LISTING.
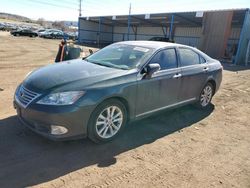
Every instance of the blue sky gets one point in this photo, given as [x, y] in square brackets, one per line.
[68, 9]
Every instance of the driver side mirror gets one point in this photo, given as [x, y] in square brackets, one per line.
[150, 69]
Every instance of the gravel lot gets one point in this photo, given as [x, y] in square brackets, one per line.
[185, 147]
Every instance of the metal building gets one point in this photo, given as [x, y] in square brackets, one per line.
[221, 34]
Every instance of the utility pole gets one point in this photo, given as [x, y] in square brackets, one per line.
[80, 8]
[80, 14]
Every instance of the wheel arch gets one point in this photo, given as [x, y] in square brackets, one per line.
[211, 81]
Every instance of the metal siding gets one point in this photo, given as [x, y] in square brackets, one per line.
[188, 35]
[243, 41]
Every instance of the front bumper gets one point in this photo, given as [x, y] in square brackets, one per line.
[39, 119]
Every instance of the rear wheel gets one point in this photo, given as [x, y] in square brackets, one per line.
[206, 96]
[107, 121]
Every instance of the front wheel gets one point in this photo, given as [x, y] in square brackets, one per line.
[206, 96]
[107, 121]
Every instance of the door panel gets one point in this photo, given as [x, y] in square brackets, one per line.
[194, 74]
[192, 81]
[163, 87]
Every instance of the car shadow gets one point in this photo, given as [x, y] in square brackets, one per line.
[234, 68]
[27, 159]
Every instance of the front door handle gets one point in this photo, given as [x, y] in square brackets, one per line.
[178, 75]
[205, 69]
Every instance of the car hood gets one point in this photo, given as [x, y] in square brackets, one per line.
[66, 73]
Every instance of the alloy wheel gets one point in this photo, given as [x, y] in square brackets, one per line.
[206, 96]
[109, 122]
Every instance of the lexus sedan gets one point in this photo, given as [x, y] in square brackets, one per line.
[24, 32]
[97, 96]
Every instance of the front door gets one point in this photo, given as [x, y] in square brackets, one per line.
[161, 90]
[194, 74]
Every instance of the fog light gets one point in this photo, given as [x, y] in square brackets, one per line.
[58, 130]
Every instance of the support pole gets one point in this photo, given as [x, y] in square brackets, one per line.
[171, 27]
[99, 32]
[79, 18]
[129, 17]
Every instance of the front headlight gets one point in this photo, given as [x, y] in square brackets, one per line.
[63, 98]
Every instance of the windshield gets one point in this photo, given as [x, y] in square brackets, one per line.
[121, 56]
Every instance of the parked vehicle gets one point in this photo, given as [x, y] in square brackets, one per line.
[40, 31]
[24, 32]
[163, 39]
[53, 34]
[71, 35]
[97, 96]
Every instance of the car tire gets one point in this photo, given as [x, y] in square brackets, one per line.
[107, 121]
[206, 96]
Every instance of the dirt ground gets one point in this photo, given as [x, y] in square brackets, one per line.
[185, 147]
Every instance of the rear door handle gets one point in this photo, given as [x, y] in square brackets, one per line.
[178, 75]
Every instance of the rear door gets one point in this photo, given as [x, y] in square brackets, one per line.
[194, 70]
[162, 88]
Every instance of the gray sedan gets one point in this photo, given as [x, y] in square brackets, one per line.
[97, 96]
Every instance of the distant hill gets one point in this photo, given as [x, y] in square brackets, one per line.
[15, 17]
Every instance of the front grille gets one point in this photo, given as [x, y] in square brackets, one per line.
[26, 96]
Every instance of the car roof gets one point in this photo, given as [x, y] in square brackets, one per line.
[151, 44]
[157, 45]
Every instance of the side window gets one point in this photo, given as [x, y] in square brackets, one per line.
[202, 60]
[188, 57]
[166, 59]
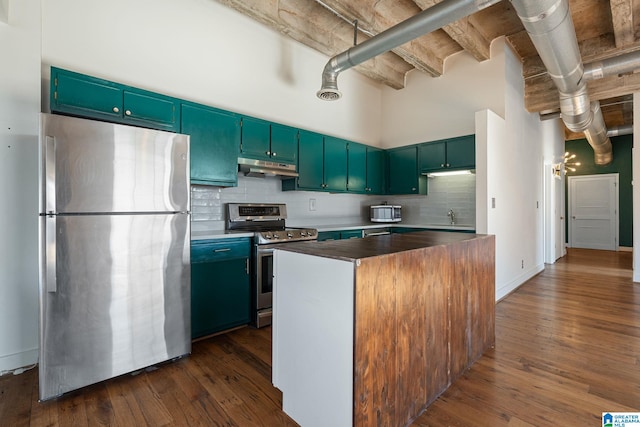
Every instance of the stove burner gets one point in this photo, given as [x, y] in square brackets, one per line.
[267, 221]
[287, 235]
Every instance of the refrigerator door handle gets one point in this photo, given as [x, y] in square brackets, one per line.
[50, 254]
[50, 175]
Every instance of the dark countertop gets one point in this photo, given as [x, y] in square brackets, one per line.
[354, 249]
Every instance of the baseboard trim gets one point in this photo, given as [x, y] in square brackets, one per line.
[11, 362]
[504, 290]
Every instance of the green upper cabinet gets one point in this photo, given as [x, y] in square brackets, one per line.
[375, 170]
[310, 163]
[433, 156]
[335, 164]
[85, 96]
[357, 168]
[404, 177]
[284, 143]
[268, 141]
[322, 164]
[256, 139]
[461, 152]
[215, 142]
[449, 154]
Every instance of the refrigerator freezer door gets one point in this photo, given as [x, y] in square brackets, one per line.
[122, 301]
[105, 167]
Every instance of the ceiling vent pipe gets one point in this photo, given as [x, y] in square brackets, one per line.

TASK INSTRUCTIONS. Your task is to reproduce all of the material exactly. The pictures stay out.

RESPONSE FOR THIS EXERCISE.
Every instance of the blue sky gets one point in this photo, given as [x, y] in square brackets, one per line.
[68, 9]
Every instance of the driver side mirror gets one point in this photo, given as [x, y] in square brackets, one per line.
[150, 69]
Every instance of the gravel lot gets one point in this photo, given as [x, y] in square brackets, one per line.
[185, 147]
Every instance of the metal building gets one point in this photo, given as [x, y] in square brackets, one per line.
[221, 34]
Every instance of the utility pole gets one point in this photo, given as [x, y] in square brackets, one per line.
[80, 8]
[80, 14]
Every instance of the wheel arch gets one point in this photo, given as [x, y] in square brackets, one per line.
[211, 81]
Every instance of the metal siding gets one point in this photo, given as [x, y] in square brackets, one per line.
[188, 35]
[243, 41]
Every instance of the front bumper gets one point in this photo, given as [x, y] in square brackets, one per line.
[39, 119]
Every instance of the rear wheel gets one point in this photo, given as [x, y] in square brackets, one per line.
[206, 96]
[107, 121]
Every instance of the front wheel gets one point in this photo, given as [x, y] in square brackets, one per line.
[206, 96]
[107, 121]
Every instance of the door panel gets one point in this photo, given as [x, y] in square brackets, one per line.
[194, 74]
[192, 81]
[163, 87]
Every instance of the car shadow gets one point in this photo, given as [x, y] in square brackets, one per line.
[234, 68]
[27, 159]
Every instance of the front door handle gets one point in this photo, given as [x, y] in square brackets, one per line.
[178, 75]
[205, 69]
Every instance of the car hood gets one point in this photo, given as [x, y] in square brackets, one per line.
[66, 73]
Every instance of the alloy wheel gets one point in this photo, given as [x, y] in square brackets, one per line.
[206, 96]
[109, 122]
Every instance of the lexus sedan gets one point in this photo, given as [x, y] in square brackets, one per line.
[24, 32]
[97, 96]
Every instance of the front door gets one point in this photo, given as [x, y] in square brackets, one per line.
[161, 90]
[194, 74]
Every instance of the fog light gets one point in this photo, given as [x, y] in square brackets, one per line.
[58, 130]
Every instance of the support pole gets one point in this photo, given as [x, y] in square brackets, one per line.
[171, 27]
[99, 32]
[79, 18]
[129, 17]
Every instance of the front headlight gets one point in this photo, given as [x, y] in square brackets, one per line.
[63, 98]
Every instance of the windshield gets one point in this photo, given as [x, y] in square brackets, one per line.
[121, 56]
Every instance of the parked vehicle gets one point in this photo, given as [x, y] in square brackets, one per line.
[40, 31]
[24, 32]
[163, 39]
[53, 34]
[71, 35]
[97, 96]
Every instance of the car tire gets one point in this photo, given as [x, y] in square brackets, one per line.
[107, 121]
[206, 96]
Every instance of the dirt ground gets one point in this photo, given as [x, y] in square brackets, one per line.
[185, 147]
Every instance of the rear door handle gets one point in this photo, given as [x, y] in square brackets, one per line.
[178, 75]
Every instance of the rear door gets one point in this photo, given as [x, y] in square brackets, one per line.
[194, 70]
[162, 88]
Every instance of the gray sedan gets one point in this photo, given as [x, y] in square brackets, one per line.
[97, 96]
Every instance of the distant hill gets one point in this photo, given as [x, y] in square brackets, one per line.
[15, 17]
Every instance of the front grille gets one point in this photo, given as [x, y] in square brackets, one per line.
[26, 96]
Every instance of the car roof gets one point in this photo, given as [x, y] in square brackets, one per line.
[151, 44]
[157, 45]
Every instance of the side window gets one point in this photo, given as [x, y] in square brackets, one per line.
[202, 60]
[188, 57]
[166, 59]
Every instance of the stove burner gets one point in this photo, given as [x, y] in square brackets, one per line.
[267, 221]
[287, 235]
Every instance of the refrigerator door handle gets one point in this photo, given as [x, y] in square brackets, one per line.
[50, 254]
[50, 175]
Every instance of the dark countertop gets one point in this photo, given as [x, y] in square brackets, one per line.
[354, 249]
Every instance of the baseboard trim gets one point in this photo, given as [x, y] in square brackets, one per line.
[11, 362]
[504, 290]
Every instance of the green upper cabinet gets one point in this photo, given as [x, y] in square brackets, one per line.
[375, 170]
[310, 163]
[433, 156]
[335, 164]
[85, 96]
[357, 168]
[404, 177]
[284, 143]
[268, 141]
[322, 164]
[256, 139]
[461, 152]
[215, 142]
[449, 154]
Every instance of the refrigerator freezer door gets one point in this photo, given as [x, y] in square brackets, one per line.
[122, 301]
[105, 167]
Every instance of the ceiling vent pipe gets one point in this photo, given as [x, y] in square brackets, one per line.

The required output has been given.